# [What you have to do]
Recast the lines below as a JSON list of strings, one string per line with blank lines left out. Cover only the span from the line containing "the bird's leg." through the end of the rows, both ends included.

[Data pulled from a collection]
★ ★ ★ ★ ★
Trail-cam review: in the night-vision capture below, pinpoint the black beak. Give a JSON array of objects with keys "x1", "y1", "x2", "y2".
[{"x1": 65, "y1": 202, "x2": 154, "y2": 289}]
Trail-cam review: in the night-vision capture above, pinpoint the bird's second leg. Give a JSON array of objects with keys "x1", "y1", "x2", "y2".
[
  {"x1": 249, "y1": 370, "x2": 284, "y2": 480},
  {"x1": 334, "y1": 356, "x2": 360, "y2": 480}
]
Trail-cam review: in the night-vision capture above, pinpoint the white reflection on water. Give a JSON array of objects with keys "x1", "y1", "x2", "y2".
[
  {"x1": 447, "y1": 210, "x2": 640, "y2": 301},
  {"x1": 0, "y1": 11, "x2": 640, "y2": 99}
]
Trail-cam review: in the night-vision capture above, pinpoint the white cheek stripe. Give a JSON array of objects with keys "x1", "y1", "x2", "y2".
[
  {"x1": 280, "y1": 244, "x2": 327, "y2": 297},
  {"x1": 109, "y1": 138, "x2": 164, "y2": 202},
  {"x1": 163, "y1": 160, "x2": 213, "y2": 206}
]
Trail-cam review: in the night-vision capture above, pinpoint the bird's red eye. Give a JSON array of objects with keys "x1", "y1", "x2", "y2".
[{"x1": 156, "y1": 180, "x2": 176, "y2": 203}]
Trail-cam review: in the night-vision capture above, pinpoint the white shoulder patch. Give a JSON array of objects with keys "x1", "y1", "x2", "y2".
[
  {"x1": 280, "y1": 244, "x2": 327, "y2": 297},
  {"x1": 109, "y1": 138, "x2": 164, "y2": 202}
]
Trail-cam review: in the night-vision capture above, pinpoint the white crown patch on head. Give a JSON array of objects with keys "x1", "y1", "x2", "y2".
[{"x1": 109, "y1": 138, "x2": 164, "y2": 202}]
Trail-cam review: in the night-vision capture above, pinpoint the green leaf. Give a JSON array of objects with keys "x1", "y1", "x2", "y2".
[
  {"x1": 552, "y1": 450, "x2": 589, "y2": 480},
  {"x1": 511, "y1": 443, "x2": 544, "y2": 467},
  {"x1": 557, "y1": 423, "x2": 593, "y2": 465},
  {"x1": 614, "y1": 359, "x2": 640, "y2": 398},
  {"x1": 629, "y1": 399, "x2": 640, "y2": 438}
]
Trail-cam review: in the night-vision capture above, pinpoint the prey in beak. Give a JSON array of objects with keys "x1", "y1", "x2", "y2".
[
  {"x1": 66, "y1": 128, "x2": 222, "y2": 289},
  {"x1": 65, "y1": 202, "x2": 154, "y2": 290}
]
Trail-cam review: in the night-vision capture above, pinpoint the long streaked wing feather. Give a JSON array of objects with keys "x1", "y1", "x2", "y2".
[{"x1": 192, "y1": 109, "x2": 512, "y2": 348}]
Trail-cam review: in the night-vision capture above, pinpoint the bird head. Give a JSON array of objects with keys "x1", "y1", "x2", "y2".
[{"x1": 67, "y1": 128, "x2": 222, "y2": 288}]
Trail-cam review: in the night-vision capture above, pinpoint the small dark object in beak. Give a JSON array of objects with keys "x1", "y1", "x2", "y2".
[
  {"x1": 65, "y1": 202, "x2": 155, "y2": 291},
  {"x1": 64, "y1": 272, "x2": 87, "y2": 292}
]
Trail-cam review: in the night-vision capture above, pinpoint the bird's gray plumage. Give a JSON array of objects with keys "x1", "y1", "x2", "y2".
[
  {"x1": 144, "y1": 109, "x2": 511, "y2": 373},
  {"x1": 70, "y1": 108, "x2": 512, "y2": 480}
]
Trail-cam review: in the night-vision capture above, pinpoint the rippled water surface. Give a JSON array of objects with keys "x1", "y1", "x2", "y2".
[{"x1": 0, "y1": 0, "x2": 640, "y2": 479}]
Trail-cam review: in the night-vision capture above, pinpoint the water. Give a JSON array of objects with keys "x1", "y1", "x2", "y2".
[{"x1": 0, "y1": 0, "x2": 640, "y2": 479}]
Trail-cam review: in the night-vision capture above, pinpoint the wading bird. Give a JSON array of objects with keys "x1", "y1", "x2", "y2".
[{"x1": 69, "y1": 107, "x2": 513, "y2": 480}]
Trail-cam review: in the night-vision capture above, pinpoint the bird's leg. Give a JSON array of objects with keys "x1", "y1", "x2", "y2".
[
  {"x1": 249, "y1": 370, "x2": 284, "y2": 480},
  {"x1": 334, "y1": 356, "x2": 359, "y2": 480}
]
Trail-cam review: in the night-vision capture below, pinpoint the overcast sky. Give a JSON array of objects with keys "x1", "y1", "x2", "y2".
★ ★ ★ ★ ★
# [Output]
[
  "Trail-cam review: in the night-vision capture above, pinpoint the bird's leg. Give a JSON array of objects with keys \"x1\", \"y1\", \"x2\", \"y2\".",
  "[",
  "  {\"x1\": 249, \"y1\": 370, \"x2\": 284, \"y2\": 480},",
  "  {\"x1\": 334, \"y1\": 356, \"x2\": 359, \"y2\": 480}",
  "]",
  "Trail-cam review: in the night-vision capture below, pinpoint the overcast sky. Give a JSON array of objects with keys \"x1\", \"y1\", \"x2\", \"y2\"."
]